Problem to solve: Please write out every entry below, word for word.

Entries supplied:
=== Section Start ===
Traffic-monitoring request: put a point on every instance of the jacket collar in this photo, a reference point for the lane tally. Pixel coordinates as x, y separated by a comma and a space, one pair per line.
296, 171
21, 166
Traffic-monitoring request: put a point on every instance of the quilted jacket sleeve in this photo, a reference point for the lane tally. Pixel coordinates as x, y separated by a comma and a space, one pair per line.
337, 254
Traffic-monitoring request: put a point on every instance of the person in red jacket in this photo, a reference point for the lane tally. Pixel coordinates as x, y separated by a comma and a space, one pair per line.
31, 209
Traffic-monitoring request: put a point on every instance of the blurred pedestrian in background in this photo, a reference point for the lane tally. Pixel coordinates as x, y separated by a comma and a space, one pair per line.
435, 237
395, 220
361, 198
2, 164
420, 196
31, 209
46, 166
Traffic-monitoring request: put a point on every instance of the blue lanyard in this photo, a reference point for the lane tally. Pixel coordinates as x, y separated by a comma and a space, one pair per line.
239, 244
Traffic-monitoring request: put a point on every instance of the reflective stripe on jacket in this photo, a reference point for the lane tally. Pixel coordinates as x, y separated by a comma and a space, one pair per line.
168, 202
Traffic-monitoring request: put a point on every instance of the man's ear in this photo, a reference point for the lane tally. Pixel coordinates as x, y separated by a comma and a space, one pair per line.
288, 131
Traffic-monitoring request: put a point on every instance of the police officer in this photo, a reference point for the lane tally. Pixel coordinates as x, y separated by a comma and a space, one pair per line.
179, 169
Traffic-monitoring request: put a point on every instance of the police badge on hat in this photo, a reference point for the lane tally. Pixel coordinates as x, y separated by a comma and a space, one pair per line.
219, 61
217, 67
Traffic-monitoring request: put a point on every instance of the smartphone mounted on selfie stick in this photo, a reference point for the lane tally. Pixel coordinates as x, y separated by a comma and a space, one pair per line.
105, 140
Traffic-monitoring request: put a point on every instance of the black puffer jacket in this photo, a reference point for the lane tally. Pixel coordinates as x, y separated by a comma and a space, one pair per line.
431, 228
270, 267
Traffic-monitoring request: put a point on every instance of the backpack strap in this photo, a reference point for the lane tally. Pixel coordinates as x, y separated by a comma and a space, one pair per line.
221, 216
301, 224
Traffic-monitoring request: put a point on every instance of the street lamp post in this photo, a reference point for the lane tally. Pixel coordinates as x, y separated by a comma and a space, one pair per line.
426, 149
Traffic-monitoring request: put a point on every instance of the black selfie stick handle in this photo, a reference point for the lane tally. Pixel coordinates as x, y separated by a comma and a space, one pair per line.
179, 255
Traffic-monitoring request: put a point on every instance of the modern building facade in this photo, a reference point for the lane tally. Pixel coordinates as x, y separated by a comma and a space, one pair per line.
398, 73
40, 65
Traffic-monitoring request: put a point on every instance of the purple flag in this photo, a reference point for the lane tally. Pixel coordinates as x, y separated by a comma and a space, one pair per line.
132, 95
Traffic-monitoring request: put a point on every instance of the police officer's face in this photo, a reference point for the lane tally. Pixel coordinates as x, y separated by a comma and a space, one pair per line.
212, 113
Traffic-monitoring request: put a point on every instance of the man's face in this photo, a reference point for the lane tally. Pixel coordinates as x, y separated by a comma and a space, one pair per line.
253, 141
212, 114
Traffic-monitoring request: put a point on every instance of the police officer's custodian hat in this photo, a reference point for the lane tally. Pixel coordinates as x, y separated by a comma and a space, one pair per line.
=== Section End ===
Solution:
Traffic-monitoring request: put a point on every instance of the jacket collar in this photo, a reference point for the lane tally. Pixel coordinates as x, y separated by a comma and a space, one pair per line.
296, 171
21, 166
Traffic-monitoring request: put a point on every instance of the quilted jacket sleeve in this photo, a reference point for the lane tally. Pixel coordinates as x, y separated by a comma and a space, one pair per line.
337, 254
Traffic-monitoring request: put a point on every instance of the person in red jacket in this photo, a reference point for the lane tally. Pixel coordinates as x, y separated by a comma and a space, one pair per line.
31, 209
Traffic-monitoring request: put a point on every instance of the blurred pedestrian in background in this photo, a reference point for the lane tally. Pixel coordinates as x, y separated by a comma and a space, one pair per line.
435, 237
395, 220
361, 198
2, 164
420, 196
31, 209
46, 166
Traffic-monitoring request: put a point on every instance of the blue lanyard in this photo, a reference point for the lane tally. Pixel coordinates as x, y separated by a comma and a space, one pair per line.
239, 244
Traffic-monitoring request: put a point on every instance of the reflective stripe on jacket in this photo, a reference point for the lane tally. Pixel coordinates as x, y separated by a comma and a space, one pair per line.
168, 202
Traffic-monitoring request: put a point on every instance of the man's ear in this photo, a reference point for the lane tally. Pixel coordinates as x, y separated by a comma and a space, one pair per line.
288, 131
Traffic-monitoring request: put a point on every instance of the police officer in this photo, a reference point for the lane tally. Pixel coordinates as x, y separated by a comma and a space, one pair per line.
179, 169
Traffic-monitoring request: put a point on every instance of the police badge on hat in this photo, a reference point for the lane tally. Pixel coordinates as x, y separated by a comma and a space, one pair per line.
219, 61
217, 67
Traffic-monitoring request: put a point on every instance of the smartphone mounted on selfie stick in this photo, a reference point for the lane tally. Pixel coordinates as x, y separated by a comma and a space, one pair per line.
105, 140
Traffic-monitoring request: put a point on every instance of the black puffer jacket in this photo, a reference point for the lane tally. Pixel coordinates as x, y separated by a comma and a space, one pair per line.
431, 228
270, 267
Traffic-monitoring request: put a point on every instance of the backpack strap in this photo, a reference point for the lane tally. Pixel coordinates as x, y separated by a comma and a space, one pair per line.
221, 216
301, 224
Traffic-monitoring request: put a point on every instance of the street lamp post in this photo, a reference point for the lane tally. Pixel coordinates as x, y separated by a comma and a space, one pair per line.
426, 149
Traffic-monitoring request: put a point on every instance of the black selfie stick handle in this photo, a reference point for the lane tally. Pixel coordinates as x, y separated by a comma and a space, one pair per line.
179, 255
Traffic-monitoring request: put a point on every instance of the modern building facade in this photo, a reference point for the lane tally. Pixel coordinates as x, y separated by a comma and a space, one pair per line.
398, 73
40, 65
Traffic-monitoring request: put a point on every instance of the purple flag in this photo, a reference point for the lane tally. Pixel coordinates as x, y separated by a comma and a space, one pair per line.
132, 95
Traffic-monitoring request: put a point on every instance of the police officer's face in this photo, a reference point for the lane tally. Pixel coordinates as x, y separated by a comma and a space, one pair per line.
212, 113
Traffic-monitoring request: put a point on every instance of the man's face in this photo, a reference point for the lane tally. Pixel coordinates as x, y separated by a comma and a space, one pair per line.
253, 141
212, 114
Traffic-monitoring request: put a point on every instance of the police officer's custodian hat in this photo, a reference point for the lane tally. Pixel coordinates as x, y separated by a comma and a space, one pair per line.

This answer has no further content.